▶ [AUFGABE A]: Führe alle Zahlen auf, die in der mit „Populismuskeule“ beginnenden Rechnung des Forumsausschnitts vorkommen.

▶ [AUSGANGSTEXT]:
......

Populismuskeule: 450 Mio/ 45 Arbeitsjahre = 10 Mio/12 Monate = 833333/5000€
= 166 Arbeitsplätze bis zur Rente. Ohne Zinszahlungen.
(Ich dachte da kommen mehr raus^^)

In Amerika ist halt alles möglich, sie sollten aber nur aufpassen was politisch gewollt ist und was zu Knatsch führen kann, denn alte Kamellen rauszuholen weil es einen grad passt, kann auch arg nach hinten losgehen.


----------



## ruyven_macaran (15. August 2010)

*AW: Hitler hatte Rückzahlung gestoppt-US-Gericht lässt Klage gegen Deutschland zu.*



Nuklon schrieb:


> (Ich dachte da kommen mehr raus^^)



Eben 
Und wenn du das ganze ab jetzt rechnest, dann dürftest du inflationsbereinigt auch noch einen verdammt niedrigen Lohn gewählt haben.

......

▶ [BEREITGESTELLTES MATERIAL]:
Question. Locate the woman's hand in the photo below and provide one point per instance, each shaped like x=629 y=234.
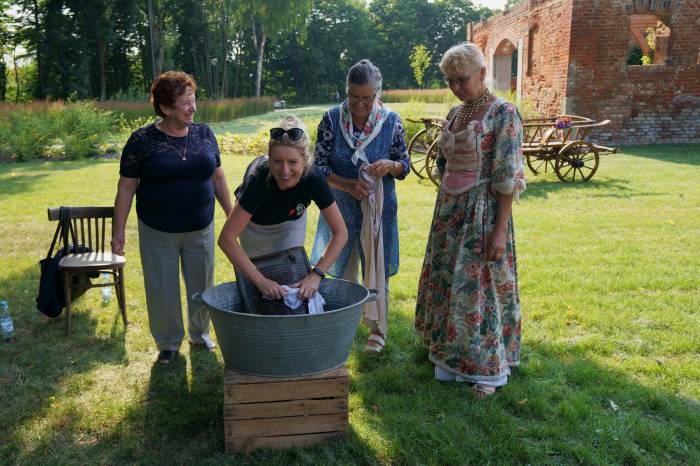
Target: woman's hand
x=118 y=241
x=270 y=289
x=358 y=189
x=384 y=167
x=308 y=286
x=495 y=245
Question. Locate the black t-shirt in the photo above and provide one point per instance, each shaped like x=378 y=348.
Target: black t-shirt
x=260 y=195
x=175 y=192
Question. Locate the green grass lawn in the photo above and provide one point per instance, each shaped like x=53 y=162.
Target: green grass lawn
x=611 y=354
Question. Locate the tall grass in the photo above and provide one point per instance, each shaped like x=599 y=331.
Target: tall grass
x=57 y=129
x=526 y=107
x=208 y=111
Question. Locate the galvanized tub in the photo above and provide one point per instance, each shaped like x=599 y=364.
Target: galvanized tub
x=287 y=345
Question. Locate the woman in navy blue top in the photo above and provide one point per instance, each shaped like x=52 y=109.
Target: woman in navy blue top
x=173 y=167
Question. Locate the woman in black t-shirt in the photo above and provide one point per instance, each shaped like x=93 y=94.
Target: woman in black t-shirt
x=270 y=214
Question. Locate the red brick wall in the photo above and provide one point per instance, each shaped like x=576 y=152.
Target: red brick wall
x=544 y=26
x=579 y=66
x=639 y=100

......

▶ [AUFGABE B]: Bring bitte die Einträge von der Zeile mit „Question. Locate the woman in black“ bis einschließlich zur letzten Zeile der Einträge in die Form einer zweispaltigen CSV mit den Spalten „anfrage“ und „ergebnis“. Jede Anfrage bekommt eine Zeile, und beide Felder stehen in Anführungszeichen, wobei Zeilenumbrüche zu Leerzeichen werden.

▶ [ERGEBNIS A]: 450 Mio, 45, 10 Mio, 12, 833333, 5000€, 166

▶ [ERGEBNIS B]:
anfrage,ergebnis
"Question. Locate the woman in black t-shirt in the photo above and provide one point per instance, each shaped like x=93 y=94. Target: woman in black t-shirt","x=270 y=214"
"Question. Locate the red brick wall in the photo above and provide one point per instance, each shaped like x=576 y=152. Target: red brick wall","x=544 y=26 x=579 y=66 x=639 y=100"